▶ _Your goal_
With the material below, print exactly the lines between the line holding "Target: wooden bed frame" and the line holding "Mark one point on every instance of the framed", inclusive. Add nothing else.

▶ _Given records_
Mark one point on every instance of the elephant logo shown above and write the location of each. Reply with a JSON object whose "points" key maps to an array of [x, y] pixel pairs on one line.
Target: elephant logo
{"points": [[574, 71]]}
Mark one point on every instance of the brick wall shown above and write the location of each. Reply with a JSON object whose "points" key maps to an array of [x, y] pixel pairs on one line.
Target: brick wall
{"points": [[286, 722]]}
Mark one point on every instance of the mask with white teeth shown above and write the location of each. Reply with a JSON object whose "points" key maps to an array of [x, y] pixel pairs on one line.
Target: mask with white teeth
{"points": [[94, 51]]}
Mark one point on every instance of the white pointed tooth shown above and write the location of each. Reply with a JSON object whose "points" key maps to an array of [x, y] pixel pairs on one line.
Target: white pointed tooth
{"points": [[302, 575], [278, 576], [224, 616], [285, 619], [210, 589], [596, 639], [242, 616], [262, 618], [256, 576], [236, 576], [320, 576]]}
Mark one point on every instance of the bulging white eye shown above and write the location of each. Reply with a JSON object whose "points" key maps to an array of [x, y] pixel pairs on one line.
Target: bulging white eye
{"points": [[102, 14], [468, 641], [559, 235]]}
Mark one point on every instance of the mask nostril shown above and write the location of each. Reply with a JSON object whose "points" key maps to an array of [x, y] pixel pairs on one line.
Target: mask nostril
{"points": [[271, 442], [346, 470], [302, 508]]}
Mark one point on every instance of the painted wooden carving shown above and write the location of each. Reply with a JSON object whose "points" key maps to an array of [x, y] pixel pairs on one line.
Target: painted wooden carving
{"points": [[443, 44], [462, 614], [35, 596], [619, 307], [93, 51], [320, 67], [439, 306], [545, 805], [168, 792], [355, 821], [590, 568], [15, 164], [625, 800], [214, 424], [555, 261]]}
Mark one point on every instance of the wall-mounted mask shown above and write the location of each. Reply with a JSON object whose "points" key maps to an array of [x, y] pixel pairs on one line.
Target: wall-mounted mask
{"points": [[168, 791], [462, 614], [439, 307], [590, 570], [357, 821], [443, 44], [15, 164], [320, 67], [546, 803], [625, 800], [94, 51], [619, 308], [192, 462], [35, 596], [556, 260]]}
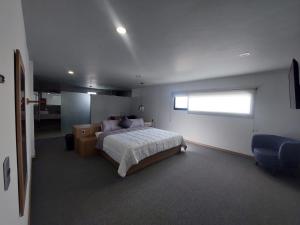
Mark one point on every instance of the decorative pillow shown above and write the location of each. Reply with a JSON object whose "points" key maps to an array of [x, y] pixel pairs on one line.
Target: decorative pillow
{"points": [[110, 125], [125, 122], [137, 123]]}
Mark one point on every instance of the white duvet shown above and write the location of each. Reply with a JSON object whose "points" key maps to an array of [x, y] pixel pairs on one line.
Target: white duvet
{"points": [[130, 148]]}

...

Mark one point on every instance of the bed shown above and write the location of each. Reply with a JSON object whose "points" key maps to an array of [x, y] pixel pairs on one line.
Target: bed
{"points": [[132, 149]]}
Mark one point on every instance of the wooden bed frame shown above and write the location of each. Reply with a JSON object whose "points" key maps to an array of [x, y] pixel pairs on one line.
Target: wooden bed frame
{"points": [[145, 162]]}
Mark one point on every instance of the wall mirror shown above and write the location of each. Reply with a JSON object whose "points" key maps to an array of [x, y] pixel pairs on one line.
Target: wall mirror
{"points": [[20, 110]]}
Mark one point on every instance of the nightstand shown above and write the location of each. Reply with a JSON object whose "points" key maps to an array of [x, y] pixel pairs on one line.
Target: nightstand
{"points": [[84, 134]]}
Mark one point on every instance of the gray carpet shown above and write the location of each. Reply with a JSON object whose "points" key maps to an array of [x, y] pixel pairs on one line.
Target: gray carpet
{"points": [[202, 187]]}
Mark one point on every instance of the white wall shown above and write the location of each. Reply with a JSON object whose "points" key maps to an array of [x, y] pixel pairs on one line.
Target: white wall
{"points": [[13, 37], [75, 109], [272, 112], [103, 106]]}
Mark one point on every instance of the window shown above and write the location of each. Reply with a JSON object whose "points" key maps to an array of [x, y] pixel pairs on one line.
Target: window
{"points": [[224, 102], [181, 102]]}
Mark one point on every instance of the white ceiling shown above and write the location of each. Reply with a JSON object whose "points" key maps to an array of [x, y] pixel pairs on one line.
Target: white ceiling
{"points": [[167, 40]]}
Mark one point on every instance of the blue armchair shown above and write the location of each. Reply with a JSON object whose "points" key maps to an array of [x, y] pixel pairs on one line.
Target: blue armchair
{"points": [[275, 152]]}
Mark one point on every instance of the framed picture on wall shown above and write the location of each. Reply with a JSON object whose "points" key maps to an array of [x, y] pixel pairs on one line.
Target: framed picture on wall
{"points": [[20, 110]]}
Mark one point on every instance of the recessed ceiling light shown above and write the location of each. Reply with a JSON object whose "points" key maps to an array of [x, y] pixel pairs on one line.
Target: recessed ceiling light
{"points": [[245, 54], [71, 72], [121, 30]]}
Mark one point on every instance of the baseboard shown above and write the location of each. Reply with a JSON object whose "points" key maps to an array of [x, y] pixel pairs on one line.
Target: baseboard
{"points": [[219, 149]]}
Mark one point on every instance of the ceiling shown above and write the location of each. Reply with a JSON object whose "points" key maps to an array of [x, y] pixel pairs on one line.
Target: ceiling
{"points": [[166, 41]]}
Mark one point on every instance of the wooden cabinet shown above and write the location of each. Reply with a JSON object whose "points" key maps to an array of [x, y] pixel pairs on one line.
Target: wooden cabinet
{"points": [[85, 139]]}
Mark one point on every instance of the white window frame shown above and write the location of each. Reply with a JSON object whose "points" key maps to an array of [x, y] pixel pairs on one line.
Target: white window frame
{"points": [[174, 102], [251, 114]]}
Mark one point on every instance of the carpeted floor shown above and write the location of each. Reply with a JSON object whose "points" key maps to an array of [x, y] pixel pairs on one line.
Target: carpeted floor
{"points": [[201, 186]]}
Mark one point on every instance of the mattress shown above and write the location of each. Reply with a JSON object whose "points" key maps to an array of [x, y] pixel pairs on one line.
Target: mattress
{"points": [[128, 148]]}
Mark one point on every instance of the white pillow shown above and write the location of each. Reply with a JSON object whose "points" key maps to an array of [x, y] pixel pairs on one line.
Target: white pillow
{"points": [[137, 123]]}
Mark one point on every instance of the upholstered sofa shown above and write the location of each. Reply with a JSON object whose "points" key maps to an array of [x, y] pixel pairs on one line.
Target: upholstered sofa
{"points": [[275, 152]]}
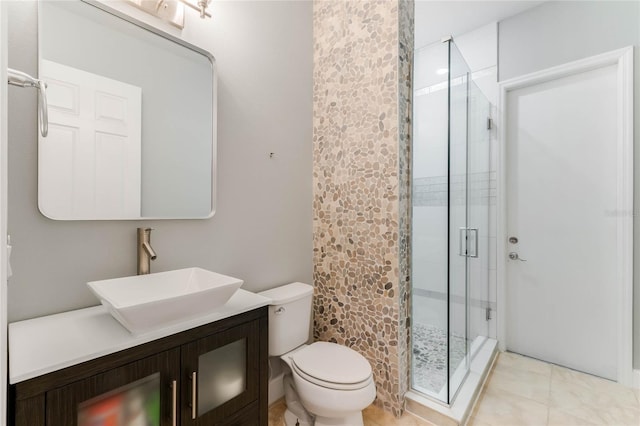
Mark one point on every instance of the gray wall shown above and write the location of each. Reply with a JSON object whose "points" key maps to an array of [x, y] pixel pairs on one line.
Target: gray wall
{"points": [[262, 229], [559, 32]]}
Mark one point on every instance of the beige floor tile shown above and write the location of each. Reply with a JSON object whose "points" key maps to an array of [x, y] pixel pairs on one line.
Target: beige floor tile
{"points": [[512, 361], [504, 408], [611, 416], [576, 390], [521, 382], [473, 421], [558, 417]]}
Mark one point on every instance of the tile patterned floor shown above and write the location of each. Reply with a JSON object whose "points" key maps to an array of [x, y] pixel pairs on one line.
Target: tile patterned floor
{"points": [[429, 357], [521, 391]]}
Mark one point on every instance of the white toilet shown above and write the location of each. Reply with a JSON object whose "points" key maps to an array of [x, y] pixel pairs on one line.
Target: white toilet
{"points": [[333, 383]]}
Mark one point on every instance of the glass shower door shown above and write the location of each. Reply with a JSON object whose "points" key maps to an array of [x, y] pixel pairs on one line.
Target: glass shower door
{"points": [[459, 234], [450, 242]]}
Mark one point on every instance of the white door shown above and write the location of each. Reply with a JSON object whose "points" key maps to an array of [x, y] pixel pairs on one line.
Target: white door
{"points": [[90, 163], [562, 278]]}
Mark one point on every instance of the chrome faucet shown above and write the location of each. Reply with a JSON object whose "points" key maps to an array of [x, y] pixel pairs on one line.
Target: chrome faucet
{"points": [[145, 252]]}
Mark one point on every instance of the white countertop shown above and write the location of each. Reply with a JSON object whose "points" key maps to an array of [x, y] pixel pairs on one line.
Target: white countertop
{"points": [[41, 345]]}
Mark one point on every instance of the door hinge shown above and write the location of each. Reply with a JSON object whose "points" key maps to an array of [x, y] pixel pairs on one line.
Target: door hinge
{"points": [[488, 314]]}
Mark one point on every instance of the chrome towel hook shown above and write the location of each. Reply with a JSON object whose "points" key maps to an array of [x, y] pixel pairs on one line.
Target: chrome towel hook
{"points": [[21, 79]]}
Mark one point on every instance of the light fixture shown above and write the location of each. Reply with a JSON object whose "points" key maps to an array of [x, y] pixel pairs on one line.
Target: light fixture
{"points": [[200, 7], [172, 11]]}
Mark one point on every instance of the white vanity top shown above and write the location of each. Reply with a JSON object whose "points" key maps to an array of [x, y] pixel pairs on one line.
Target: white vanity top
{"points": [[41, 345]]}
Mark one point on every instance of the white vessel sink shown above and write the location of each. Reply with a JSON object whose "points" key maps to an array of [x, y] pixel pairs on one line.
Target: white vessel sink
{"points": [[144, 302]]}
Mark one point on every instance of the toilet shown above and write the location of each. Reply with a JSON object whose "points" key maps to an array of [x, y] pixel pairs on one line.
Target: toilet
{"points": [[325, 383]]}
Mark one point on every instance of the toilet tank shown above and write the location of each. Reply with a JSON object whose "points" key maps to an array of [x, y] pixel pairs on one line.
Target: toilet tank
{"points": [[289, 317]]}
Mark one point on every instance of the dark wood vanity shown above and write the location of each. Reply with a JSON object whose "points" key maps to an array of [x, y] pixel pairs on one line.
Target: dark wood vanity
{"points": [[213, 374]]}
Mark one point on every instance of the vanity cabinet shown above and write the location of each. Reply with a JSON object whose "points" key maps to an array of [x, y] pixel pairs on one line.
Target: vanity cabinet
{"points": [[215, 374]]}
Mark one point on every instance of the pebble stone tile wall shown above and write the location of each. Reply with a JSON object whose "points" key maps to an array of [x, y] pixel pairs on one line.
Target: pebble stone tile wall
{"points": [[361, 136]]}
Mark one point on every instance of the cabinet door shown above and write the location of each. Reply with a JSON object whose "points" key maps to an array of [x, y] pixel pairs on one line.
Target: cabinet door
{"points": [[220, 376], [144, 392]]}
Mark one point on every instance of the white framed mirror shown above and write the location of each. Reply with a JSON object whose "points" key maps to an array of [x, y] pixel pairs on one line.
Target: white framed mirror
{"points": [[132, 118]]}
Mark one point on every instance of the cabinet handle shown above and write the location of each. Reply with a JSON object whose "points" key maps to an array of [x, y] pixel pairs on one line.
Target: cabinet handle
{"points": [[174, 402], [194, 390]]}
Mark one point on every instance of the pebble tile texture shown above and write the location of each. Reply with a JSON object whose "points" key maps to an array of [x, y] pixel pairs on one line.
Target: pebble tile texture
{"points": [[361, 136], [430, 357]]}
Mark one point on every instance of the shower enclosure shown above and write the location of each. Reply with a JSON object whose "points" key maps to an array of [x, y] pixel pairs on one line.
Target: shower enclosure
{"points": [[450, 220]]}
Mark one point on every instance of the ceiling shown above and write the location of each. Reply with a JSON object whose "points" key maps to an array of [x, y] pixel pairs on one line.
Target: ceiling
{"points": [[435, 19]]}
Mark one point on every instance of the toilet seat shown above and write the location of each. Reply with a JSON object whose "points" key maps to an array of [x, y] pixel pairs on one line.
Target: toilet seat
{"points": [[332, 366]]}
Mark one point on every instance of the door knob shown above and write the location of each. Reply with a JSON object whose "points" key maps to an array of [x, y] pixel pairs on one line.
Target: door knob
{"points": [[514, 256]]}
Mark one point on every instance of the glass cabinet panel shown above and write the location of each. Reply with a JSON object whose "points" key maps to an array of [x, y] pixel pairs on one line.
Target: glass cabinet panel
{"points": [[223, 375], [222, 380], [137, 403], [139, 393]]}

--

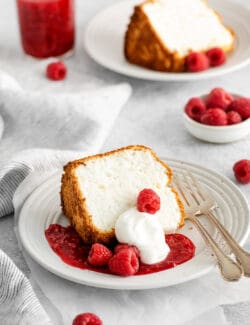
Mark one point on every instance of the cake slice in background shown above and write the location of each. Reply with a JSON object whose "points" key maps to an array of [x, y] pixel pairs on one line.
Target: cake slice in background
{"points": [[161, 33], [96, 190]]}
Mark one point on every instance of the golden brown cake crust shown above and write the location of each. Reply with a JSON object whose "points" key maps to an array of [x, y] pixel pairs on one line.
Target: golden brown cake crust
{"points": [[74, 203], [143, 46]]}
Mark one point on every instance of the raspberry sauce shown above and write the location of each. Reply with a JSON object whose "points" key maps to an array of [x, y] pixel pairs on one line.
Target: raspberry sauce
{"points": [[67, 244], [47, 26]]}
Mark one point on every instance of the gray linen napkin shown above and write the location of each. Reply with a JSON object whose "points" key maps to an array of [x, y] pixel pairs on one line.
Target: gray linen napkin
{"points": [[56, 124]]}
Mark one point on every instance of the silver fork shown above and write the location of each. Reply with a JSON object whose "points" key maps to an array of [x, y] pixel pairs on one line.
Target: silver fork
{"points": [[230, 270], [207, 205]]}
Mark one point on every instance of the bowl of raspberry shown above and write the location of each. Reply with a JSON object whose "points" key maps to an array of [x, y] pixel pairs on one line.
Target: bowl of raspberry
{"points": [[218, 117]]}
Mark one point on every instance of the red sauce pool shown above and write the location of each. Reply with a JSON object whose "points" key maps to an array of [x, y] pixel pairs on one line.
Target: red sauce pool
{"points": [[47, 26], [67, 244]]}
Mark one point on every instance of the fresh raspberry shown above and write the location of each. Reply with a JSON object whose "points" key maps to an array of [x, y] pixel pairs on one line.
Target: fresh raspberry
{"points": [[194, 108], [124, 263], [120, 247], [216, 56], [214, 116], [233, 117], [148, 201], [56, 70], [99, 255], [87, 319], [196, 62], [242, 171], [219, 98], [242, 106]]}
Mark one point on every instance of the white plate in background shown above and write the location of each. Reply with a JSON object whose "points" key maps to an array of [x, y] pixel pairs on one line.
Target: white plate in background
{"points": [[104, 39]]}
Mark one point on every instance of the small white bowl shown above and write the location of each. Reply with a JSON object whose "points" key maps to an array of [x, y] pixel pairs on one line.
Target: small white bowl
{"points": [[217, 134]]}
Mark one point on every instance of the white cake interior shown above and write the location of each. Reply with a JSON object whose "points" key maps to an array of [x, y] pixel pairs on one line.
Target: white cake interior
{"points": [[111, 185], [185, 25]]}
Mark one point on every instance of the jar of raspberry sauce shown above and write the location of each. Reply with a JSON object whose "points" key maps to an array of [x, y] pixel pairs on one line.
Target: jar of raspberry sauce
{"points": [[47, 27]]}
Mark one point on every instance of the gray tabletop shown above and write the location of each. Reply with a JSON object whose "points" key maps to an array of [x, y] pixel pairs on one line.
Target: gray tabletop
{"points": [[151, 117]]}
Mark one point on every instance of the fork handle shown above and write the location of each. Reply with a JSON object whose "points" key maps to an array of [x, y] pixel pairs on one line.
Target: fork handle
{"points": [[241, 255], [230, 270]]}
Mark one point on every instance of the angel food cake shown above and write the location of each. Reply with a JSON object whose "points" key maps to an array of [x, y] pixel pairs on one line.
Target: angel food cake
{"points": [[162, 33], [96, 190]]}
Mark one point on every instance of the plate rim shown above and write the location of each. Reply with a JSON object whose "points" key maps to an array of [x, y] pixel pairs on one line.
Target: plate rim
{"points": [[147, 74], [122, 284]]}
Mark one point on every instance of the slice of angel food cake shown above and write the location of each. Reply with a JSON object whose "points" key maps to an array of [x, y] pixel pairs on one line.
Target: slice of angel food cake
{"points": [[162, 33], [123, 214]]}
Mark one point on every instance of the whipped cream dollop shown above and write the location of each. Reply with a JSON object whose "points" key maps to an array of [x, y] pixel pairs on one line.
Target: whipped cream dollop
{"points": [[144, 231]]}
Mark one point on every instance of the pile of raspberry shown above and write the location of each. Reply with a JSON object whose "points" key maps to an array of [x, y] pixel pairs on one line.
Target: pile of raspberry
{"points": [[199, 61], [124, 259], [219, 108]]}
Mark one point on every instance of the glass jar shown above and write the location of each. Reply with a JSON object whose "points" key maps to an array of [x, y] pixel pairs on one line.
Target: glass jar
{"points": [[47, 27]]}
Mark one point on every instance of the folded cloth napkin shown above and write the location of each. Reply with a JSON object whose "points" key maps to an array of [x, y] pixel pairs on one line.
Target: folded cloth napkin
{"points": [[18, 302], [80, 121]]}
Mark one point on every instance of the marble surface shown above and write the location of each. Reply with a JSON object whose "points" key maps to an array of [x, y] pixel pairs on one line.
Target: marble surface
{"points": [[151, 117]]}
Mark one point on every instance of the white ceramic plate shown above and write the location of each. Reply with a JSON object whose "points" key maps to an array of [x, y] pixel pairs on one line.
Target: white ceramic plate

▶ _Answer box_
Target: wooden bed frame
{"points": [[145, 162]]}
Mark one point on every instance of the wall mirror shown above and write the location of each. Reply with a JSON object whose "points" key maps to an array of [x, y] pixel pairs on one line.
Target: wall mirror
{"points": [[20, 110]]}
Mark one point on every instance of the nightstand shown above and write the location of each. Reply with a JSON object whose "points" key maps to an array of [x, y] pixel pairs on one line.
Target: nightstand
{"points": [[84, 134]]}
Mark one point on every instance of the gray carpet shown above and write the location of each. Reply with a JSON object whose "points" key maps to an array of [x, y] pixel pairs on one line.
Target: gray carpet
{"points": [[202, 187]]}
Mark one point on every instance of the white wall shown above and write the location of each. Reply with a JSON object whose "points" key maps to an array of [x, y] pixel pairs on one line.
Target: white wall
{"points": [[13, 37], [75, 109], [272, 112], [103, 106]]}
Mark one point on every instance of the window shown above and write the location of each. Reply with a JSON object whose "points" key maps to an array of [x, y] pixel pairs on one line.
Target: window
{"points": [[224, 102], [181, 102]]}
Mark one point on every instance of the white ceiling shown above and write the location of each. Reply with a JSON object whose "points" key maps to an array of [x, y] pixel pairs on one line.
Target: white ceiling
{"points": [[167, 40]]}
Mark one point on every instance of the blue armchair shown above and write the location of each. Reply with a JSON object whose "points" key maps to an array of [x, y] pixel pairs on one line.
Target: blue armchair
{"points": [[275, 152]]}
Mark one point on every instance of the framed picture on wall shown above and write the location of each. Reply with a JSON object whose "points" key maps to an array of [x, y] pixel pairs on one line.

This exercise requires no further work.